* **Requirement**
Each line of the material below is to be given again exactly.

── Data for review ──

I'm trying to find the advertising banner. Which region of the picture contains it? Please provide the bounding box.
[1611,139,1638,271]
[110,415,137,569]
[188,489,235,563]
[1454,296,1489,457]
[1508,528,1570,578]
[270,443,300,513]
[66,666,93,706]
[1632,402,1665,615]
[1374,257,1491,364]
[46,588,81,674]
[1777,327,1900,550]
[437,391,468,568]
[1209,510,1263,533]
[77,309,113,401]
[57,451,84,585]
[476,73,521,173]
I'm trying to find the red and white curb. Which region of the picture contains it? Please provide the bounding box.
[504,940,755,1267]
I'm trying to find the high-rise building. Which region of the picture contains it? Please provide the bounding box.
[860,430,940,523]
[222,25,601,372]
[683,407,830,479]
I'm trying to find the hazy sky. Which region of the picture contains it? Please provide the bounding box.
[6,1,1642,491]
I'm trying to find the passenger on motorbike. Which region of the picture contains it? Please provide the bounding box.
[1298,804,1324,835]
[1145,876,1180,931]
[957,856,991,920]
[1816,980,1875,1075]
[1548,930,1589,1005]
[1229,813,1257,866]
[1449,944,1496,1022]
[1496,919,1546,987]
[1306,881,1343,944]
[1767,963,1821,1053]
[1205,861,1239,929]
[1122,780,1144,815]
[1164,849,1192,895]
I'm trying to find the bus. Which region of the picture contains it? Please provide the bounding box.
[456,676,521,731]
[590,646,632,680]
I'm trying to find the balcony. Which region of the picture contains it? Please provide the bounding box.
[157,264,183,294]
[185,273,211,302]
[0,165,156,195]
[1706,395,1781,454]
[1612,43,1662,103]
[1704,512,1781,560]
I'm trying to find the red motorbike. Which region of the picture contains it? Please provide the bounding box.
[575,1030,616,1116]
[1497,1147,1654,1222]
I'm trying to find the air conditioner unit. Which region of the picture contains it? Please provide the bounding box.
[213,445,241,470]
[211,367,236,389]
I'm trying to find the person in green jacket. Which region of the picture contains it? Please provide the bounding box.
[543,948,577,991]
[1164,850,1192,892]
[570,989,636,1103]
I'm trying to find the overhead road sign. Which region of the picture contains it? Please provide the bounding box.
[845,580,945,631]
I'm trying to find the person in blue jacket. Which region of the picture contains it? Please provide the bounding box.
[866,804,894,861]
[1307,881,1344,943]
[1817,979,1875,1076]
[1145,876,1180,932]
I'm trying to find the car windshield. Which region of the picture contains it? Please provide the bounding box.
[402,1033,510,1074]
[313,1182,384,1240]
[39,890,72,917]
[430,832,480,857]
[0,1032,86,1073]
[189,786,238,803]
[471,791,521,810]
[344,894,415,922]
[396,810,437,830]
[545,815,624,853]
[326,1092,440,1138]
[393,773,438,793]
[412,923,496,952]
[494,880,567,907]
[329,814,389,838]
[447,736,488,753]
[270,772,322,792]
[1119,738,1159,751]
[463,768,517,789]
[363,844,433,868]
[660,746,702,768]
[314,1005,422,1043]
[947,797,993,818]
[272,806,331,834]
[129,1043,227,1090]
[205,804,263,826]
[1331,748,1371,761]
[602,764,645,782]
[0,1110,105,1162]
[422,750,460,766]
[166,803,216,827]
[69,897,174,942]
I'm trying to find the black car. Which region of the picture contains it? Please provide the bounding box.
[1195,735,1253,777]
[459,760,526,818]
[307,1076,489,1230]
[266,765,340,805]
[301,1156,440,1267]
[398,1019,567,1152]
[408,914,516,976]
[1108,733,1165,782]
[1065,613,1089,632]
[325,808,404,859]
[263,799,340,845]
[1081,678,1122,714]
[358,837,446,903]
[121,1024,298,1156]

───

* **Result**
I'm trying to find the advertising banner. Which region of the picture contains it? Please provide the bounding box.
[1611,139,1638,271]
[110,415,137,569]
[188,489,235,563]
[1454,296,1489,457]
[1508,528,1570,578]
[270,443,300,513]
[66,666,93,706]
[1632,402,1665,615]
[1374,257,1491,364]
[46,588,81,674]
[1777,327,1900,550]
[437,391,468,568]
[1209,510,1263,533]
[77,309,113,401]
[57,451,84,585]
[476,73,521,173]
I'm trying to find the red and white curb. Which region of the picture contains it? Please provide the bounding box.
[504,940,755,1267]
I'm trying to find the high-rise building. Which region of the picture contains it? Please provide the bounding box.
[860,430,940,523]
[222,25,601,372]
[683,407,830,479]
I'm trying to find the hazy sky. Which region of the picture contains it? Please provide the bounding box.
[6,1,1642,491]
I'm trying to find the passenger on motorbike. Which region of the picture contains it? Please provide the bounding box.
[1298,804,1324,835]
[1145,876,1180,931]
[957,856,991,920]
[1816,980,1875,1075]
[1548,930,1589,1005]
[1229,813,1257,866]
[1449,944,1496,1022]
[1496,919,1546,987]
[1306,881,1343,944]
[1767,963,1821,1053]
[1205,861,1239,929]
[1122,780,1144,815]
[1164,849,1192,895]
I'm trying to find the bus. Which region of the picture contains it? Please provide the bounding box.
[456,676,521,731]
[590,646,632,680]
I'm trying to find the balcony. Which region of the picture contains it? Please provide the bounding box.
[157,264,183,294]
[185,273,211,302]
[0,165,156,195]
[1706,395,1781,454]
[1612,43,1662,103]
[1704,512,1781,560]
I'm trying to find the red motorbike. Which region of the picture contains it? Please provide the bounding box.
[575,1030,616,1116]
[1497,1147,1654,1222]
I'm trying to find the air conditioner unit. Which region of the picture contains it? Please provide the bounding box.
[213,445,241,470]
[211,367,236,389]
I'm trying to find the person in green jacket. Which region of the picture contains it? Please provide the bounding box.
[543,948,577,991]
[1164,850,1192,892]
[570,989,636,1103]
I'm trying to find the overhead road sign. Which region of the picture contains it? Please provide the bounding box.
[845,580,945,631]
I'm trying to find the person in blue jacket. Which region of the picture contains it? Please provide the bounding box.
[866,804,894,861]
[1307,881,1344,943]
[1817,979,1875,1076]
[1145,876,1180,932]
I'm trying to find the car windshield. Which region of the picture contains it? Please provide the bounding box.
[402,1033,510,1074]
[313,1182,384,1240]
[39,890,72,917]
[430,832,480,857]
[0,1032,86,1073]
[189,786,238,803]
[471,791,521,810]
[344,894,415,922]
[396,810,437,830]
[545,815,624,853]
[326,1092,440,1138]
[393,773,438,793]
[412,923,496,952]
[494,880,567,907]
[329,814,389,838]
[447,736,488,753]
[270,772,322,792]
[1119,738,1159,751]
[463,768,517,789]
[363,844,433,868]
[660,746,702,768]
[314,1005,422,1043]
[947,797,993,818]
[272,806,331,834]
[129,1043,227,1090]
[205,804,263,826]
[1331,748,1371,761]
[602,764,645,782]
[0,1110,105,1162]
[422,750,460,766]
[166,803,216,827]
[69,897,174,942]
I'm trying to find the black car. Which region of the picture contains it? Please provide the bounding box.
[1195,735,1253,777]
[459,760,526,818]
[307,1076,489,1230]
[266,765,340,805]
[301,1156,440,1267]
[398,1019,567,1152]
[408,914,516,976]
[1108,733,1165,782]
[1065,613,1089,632]
[325,808,404,859]
[263,799,340,845]
[1081,678,1122,714]
[358,837,446,903]
[121,1024,298,1156]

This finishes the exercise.